(Saved entries)

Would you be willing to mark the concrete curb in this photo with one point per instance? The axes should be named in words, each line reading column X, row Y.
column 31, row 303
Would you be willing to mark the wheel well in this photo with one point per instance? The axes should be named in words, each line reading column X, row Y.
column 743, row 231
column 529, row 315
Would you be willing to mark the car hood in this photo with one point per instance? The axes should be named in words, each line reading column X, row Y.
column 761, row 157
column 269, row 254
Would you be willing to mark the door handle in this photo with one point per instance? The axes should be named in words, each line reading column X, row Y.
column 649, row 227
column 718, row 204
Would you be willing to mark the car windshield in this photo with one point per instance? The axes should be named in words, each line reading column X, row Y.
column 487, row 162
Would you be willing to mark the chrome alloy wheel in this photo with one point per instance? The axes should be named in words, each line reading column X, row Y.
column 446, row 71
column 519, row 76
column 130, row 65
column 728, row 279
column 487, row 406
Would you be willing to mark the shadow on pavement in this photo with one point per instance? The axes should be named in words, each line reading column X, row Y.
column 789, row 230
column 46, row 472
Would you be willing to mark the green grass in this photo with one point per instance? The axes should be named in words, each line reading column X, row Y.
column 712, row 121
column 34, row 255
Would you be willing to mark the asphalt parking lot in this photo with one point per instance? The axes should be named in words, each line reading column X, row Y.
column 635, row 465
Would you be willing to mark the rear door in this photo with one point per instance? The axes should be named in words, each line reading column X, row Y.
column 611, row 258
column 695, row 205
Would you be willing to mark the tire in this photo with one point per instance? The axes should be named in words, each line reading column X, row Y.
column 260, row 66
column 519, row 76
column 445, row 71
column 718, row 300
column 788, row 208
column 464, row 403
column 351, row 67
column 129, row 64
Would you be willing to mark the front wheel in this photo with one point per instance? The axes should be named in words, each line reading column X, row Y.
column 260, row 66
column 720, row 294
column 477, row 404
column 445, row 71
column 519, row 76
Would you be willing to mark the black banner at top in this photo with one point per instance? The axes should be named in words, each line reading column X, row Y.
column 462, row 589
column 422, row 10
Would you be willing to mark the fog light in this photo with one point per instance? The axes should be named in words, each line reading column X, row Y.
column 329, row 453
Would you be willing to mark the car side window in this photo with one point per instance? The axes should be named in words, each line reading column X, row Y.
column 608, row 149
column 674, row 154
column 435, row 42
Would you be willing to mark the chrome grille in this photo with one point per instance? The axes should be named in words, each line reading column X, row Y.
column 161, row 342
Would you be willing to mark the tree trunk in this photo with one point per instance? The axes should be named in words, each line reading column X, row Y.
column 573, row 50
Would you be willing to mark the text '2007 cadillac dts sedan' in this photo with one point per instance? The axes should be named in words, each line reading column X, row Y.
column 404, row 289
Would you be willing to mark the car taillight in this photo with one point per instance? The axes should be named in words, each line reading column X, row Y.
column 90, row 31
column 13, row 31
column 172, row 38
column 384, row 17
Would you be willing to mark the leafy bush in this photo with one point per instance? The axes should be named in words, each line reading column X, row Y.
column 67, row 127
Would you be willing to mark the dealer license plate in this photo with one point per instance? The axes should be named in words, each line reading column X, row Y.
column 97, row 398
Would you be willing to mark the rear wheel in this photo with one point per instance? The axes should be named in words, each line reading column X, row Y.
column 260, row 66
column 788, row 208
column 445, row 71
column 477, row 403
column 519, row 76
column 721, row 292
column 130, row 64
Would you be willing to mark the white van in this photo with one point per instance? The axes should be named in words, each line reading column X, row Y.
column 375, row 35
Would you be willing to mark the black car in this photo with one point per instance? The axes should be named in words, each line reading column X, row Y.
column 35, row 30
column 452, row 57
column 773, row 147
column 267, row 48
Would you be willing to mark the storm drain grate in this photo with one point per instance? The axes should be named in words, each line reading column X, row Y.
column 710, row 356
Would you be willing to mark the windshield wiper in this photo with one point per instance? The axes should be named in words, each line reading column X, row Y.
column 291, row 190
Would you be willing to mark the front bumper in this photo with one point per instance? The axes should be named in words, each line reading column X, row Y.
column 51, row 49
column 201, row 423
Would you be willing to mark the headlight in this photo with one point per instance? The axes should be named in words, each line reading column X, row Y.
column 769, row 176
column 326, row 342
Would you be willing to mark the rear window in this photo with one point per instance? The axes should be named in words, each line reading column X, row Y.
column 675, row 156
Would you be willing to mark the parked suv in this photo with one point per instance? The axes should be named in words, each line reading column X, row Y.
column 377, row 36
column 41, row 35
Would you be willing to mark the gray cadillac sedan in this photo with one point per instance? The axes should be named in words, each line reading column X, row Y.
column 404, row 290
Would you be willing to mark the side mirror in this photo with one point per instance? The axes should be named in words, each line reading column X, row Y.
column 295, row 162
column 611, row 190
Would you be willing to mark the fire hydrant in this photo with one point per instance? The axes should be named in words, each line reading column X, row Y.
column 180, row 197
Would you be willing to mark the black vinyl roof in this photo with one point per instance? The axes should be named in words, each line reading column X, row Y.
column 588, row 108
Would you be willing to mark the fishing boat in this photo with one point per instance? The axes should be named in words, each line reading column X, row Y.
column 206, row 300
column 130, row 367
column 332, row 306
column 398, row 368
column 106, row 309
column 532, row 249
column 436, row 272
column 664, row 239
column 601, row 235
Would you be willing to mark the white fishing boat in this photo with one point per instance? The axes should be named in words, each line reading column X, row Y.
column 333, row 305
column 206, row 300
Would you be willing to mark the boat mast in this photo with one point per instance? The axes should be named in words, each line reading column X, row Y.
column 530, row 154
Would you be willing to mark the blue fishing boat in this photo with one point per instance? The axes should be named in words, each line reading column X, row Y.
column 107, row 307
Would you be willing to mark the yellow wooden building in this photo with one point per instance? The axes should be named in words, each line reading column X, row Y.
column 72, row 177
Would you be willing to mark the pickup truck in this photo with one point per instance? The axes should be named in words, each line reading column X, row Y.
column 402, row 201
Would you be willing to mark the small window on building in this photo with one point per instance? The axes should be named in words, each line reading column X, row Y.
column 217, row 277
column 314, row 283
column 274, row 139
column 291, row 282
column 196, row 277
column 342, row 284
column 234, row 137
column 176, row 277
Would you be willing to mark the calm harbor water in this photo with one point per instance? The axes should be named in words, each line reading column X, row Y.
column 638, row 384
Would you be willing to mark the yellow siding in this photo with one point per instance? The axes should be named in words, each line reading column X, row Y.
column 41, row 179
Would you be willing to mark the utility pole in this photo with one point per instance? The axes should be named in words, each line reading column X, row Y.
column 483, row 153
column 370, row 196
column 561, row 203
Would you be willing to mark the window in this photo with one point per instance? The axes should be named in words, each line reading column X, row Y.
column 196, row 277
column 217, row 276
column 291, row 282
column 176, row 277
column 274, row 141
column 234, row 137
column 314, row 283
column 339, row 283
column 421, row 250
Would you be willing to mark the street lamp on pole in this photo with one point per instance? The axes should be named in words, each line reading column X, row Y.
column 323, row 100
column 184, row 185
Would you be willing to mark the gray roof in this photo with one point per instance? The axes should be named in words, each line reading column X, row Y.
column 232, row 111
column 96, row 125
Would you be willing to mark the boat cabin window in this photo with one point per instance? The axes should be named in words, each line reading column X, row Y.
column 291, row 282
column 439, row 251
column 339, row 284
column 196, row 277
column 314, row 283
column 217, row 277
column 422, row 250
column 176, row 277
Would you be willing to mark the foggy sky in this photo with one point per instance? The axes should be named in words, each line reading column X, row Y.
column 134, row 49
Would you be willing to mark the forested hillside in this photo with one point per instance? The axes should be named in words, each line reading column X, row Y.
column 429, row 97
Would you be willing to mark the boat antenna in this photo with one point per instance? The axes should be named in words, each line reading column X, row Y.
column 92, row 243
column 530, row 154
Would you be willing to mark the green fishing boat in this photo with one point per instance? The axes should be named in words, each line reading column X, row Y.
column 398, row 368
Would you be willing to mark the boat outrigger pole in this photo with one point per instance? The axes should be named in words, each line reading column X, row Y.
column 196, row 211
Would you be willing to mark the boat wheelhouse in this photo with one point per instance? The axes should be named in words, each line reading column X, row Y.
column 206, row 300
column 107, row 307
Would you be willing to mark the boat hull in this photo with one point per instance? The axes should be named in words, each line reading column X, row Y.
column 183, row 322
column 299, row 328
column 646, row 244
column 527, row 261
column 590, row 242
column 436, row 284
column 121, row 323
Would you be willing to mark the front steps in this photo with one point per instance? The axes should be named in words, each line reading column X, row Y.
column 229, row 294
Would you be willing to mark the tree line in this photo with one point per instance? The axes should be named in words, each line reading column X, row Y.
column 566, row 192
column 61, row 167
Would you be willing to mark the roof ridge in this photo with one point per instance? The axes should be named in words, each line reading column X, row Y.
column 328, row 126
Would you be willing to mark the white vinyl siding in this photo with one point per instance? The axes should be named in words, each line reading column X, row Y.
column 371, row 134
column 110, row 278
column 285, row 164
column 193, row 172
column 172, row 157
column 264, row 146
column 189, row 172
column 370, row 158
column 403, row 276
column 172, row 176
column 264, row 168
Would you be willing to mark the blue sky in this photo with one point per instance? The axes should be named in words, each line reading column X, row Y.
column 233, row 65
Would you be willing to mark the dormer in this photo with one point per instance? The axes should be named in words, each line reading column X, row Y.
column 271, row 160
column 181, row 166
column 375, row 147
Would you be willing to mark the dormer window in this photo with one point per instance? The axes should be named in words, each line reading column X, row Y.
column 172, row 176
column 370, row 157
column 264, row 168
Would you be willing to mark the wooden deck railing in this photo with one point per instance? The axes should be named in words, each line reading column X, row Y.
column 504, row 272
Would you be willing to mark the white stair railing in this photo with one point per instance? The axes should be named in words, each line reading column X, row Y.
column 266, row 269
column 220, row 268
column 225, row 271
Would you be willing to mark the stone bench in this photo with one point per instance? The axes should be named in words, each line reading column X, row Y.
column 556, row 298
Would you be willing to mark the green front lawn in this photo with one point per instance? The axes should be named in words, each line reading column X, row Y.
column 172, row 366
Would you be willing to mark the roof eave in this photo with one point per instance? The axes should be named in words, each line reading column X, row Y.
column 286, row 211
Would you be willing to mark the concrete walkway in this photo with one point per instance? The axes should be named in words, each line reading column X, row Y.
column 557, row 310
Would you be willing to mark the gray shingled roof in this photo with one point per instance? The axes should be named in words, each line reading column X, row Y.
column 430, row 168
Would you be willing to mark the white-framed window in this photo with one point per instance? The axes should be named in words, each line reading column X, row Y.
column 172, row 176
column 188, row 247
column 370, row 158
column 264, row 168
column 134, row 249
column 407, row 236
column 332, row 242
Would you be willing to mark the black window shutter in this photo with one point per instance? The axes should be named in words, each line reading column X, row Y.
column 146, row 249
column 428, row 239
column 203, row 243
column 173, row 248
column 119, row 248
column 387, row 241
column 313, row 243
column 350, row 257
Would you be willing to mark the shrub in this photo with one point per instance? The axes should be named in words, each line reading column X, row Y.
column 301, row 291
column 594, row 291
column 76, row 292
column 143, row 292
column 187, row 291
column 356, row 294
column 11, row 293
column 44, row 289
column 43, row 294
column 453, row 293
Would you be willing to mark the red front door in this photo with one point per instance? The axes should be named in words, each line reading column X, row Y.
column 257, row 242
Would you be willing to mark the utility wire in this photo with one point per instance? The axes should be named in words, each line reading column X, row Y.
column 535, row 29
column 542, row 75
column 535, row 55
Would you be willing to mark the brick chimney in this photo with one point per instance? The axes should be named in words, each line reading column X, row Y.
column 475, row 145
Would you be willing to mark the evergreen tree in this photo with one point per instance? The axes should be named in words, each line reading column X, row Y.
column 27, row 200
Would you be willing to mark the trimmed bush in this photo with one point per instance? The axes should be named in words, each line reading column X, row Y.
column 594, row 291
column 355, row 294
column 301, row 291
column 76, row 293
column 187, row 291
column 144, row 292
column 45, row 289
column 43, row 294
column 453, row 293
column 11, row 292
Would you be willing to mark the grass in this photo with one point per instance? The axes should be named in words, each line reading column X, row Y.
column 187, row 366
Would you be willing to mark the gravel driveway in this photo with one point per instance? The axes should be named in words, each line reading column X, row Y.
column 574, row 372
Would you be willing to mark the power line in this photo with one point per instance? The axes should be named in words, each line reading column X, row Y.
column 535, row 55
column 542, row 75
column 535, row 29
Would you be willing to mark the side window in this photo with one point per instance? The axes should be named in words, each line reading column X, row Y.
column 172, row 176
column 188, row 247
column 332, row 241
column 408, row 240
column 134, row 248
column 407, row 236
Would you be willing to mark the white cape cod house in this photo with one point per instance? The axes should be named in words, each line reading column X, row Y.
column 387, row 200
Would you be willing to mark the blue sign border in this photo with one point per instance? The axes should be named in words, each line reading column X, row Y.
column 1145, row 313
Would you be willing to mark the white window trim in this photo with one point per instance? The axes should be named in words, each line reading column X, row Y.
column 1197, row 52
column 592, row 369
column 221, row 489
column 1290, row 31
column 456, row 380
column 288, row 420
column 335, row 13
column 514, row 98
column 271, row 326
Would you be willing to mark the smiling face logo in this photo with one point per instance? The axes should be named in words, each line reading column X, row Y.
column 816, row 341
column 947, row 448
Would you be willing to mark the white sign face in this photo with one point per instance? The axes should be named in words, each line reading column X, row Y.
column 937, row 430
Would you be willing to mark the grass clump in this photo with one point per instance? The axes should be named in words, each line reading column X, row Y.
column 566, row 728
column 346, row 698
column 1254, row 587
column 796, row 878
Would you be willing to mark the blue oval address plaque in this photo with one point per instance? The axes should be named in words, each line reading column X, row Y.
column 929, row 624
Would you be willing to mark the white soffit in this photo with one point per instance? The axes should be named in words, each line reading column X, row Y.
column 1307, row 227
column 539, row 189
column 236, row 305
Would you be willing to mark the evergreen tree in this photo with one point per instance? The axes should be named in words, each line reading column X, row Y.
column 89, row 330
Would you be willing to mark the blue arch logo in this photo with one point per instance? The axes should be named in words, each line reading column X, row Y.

*Action item*: Copy from the line with "Would you be willing to mark the blue sign" to the final line of the records, inclusive, and add nothing else.

*Answer space*:
Would you be willing to mark the blue sign border in this photo with one point per instance? The axes should be named in words, each line reading column X, row Y.
column 1145, row 313
Would you be willing to mark the white window trim in this photo with one point per instance? The axes should be named in words, each line reading column X, row Y.
column 1197, row 52
column 592, row 369
column 221, row 489
column 1290, row 31
column 456, row 380
column 288, row 420
column 335, row 13
column 514, row 98
column 271, row 326
Would you be willing to mark the smiling face logo in this photo with one point per instance? The axes should be named in words, each line reading column X, row Y.
column 816, row 341
column 947, row 448
Would you be willing to mark the white sign face in this photo with one point per instance? The axes should be named in words, each line reading column X, row Y.
column 937, row 430
Would you be willing to mark the grass clump in this photo with one point per instance? The axes should be named in words, each line reading column X, row Y.
column 566, row 728
column 346, row 698
column 1254, row 587
column 796, row 878
Would you be willing to mark the blue oval address plaque in this photo with one point per instance? The axes should be named in words, each line reading column X, row Y.
column 929, row 624
Would you be willing to mark the white soffit in this photo with one point per instance? The axes should be named in words, each line reading column X, row Y.
column 1307, row 227
column 539, row 189
column 236, row 305
Would you be willing to mark the evergreen tree in this photo with one point per instance? The axes should be named in words, each line reading column X, row Y.
column 89, row 330
Would you be willing to mark the blue arch logo in this photo with one point per instance? The axes should be named in words, each line reading column X, row Y.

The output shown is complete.